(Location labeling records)
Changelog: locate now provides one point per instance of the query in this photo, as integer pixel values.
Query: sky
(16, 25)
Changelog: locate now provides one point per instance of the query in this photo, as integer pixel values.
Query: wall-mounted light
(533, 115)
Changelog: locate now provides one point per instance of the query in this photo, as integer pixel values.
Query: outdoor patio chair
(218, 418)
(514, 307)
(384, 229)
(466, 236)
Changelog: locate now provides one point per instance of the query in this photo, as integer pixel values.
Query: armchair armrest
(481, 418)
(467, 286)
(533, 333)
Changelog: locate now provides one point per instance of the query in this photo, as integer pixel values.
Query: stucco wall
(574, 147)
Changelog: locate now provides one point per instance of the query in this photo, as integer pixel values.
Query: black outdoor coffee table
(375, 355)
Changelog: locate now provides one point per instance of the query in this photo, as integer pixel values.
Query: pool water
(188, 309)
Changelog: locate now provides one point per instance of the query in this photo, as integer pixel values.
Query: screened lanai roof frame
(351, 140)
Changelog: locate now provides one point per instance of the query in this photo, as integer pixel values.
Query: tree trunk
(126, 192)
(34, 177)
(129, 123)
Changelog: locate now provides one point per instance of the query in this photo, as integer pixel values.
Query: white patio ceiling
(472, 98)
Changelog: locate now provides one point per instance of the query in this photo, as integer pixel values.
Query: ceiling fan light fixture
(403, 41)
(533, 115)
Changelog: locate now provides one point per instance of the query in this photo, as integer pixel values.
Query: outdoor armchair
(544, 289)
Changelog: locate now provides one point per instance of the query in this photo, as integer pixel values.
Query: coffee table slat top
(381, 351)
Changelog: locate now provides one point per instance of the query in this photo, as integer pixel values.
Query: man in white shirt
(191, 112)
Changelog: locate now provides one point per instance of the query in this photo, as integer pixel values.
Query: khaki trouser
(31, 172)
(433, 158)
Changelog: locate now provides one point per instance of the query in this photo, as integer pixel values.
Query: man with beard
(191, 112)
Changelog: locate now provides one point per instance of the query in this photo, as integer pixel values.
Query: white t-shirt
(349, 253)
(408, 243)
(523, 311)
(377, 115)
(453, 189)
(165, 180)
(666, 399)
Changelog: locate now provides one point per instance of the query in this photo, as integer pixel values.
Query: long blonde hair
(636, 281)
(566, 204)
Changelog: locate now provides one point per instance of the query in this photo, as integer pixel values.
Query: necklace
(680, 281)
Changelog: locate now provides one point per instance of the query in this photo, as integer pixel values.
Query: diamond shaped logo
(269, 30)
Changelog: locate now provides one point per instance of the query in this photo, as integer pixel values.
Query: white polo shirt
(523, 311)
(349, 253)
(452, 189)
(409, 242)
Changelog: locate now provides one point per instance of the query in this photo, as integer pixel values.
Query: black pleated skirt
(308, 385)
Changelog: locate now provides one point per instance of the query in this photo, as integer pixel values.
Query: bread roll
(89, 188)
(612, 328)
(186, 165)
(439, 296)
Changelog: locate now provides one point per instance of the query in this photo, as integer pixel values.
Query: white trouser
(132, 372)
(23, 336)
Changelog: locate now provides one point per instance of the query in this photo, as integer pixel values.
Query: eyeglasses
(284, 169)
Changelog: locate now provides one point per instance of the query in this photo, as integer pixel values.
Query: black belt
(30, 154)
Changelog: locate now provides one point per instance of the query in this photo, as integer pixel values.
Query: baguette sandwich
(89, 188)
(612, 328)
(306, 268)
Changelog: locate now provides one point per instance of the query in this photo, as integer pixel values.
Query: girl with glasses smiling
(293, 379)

- _WHAT YOU SHOULD DO_
Give the records above again, word for word.

- _FINAL RESULT_
Changelog: locate now provides one point per instance of the query in this photo, as integer pixel values.
Query: sky
(16, 25)
Changelog: locate now provides one point per instance of the query in this photo, as integer pixel values.
Query: wall-mounted light
(533, 115)
Changelog: locate now provides one point per instance of the query in this photo, as integer pixel values.
Query: outdoor patio chair
(218, 418)
(514, 307)
(384, 229)
(466, 236)
Changelog: locate now provides one point per instance of the query in this photo, as integer pixel values.
Query: armchair armrest
(481, 418)
(467, 286)
(533, 333)
Changelog: locate now provides one point per instance of the query in this photo, as integer pixel values.
Query: stucco wall
(574, 147)
Changelog: locate now provides one point per instance of the query in this photo, as integer pixel values.
Query: black outdoor coffee table
(375, 355)
Changelog: locate now provides one point per instance of the query in this photo, as integer pixel values.
Query: pool water
(188, 309)
Changelog: locate now provides one point per instance of the query in this photo, as integer pixel values.
Query: screened lanai roof frame
(351, 140)
Changelog: locate now provides one point per instance of the query in this photo, as integer pixel values.
Query: tree trunk
(126, 192)
(34, 177)
(129, 123)
Changelog: locate now provides one point per instance of the query in this photo, as integer pixel values.
Query: white patio ceiling
(472, 98)
Changelog: locate now provides one point per instance of the query in this photo, as integer pixel values.
Query: ceiling fan light fixture
(403, 41)
(533, 115)
Changelog: locate now provides one point per instance of the query in this photo, as integer pixel values.
Query: outdoor armchair
(544, 289)
Changelog: locate now provides one point per instance of the query in this photo, as integer pixel values.
Query: coffee table slat top
(381, 351)
Changelog: locate now provides one point per instance of the query in this photo, as integer pixel values.
Query: man in white shirt
(191, 112)
Changelog: locate now provides one point per instance of the query in this photo, as integer pixel values.
Query: khaki trouser
(31, 172)
(433, 158)
Changelog: locate now provides one point per instance of the query in this photo, as integer pixel values.
Query: man with beard
(191, 112)
Changelog: locate now provides one point per instance of the query in this photo, as integer pixel values.
Query: white t-shirt
(349, 253)
(408, 243)
(523, 311)
(377, 115)
(453, 189)
(165, 180)
(666, 399)
Changelog: locate now provides one point per instance of the query in this photo, as integer pixel values.
Query: long blonde hair
(636, 281)
(566, 204)
Changelog: locate now provides one point per instance of the query in this photo, as integer pixel values.
Query: necklace
(680, 281)
Changelog: locate now provides one point per instance of the query in this photo, as integer pixel values.
Query: diamond shaped logo
(269, 30)
Changelog: locate now provides one point per instance of the query in this photo, as integer pixel values.
Query: white polo shirt
(523, 311)
(349, 253)
(452, 189)
(409, 242)
Changelog: locate now provides one point per instance of the query in this photo, as integer pixel values.
Query: black pleated skirt
(308, 385)
Changelog: locate now provides one point per instance of the query in this photo, as integer pixel values.
Query: bread roll
(89, 188)
(612, 328)
(186, 165)
(439, 296)
Changelog: locate now provides one point per instance of the query in this photo, as integer pixel values.
Query: white trouser
(132, 372)
(23, 336)
Changelog: locate now provides one point per instance of the query in this photo, as integer pixel values.
Query: eyeglasses
(284, 169)
Changelog: locate now provides one point per instance of the query in this photo, as integer pixel values.
Query: black belt
(30, 154)
Changelog: locate now provides one point per instance of the query in this photo, as integer pixel values.
Query: baguette sandwich
(89, 188)
(612, 328)
(306, 268)
Changelog: locate now provides one point per instance of the query in this photo, as integer pixel values.
Query: girl with glasses smiling
(293, 379)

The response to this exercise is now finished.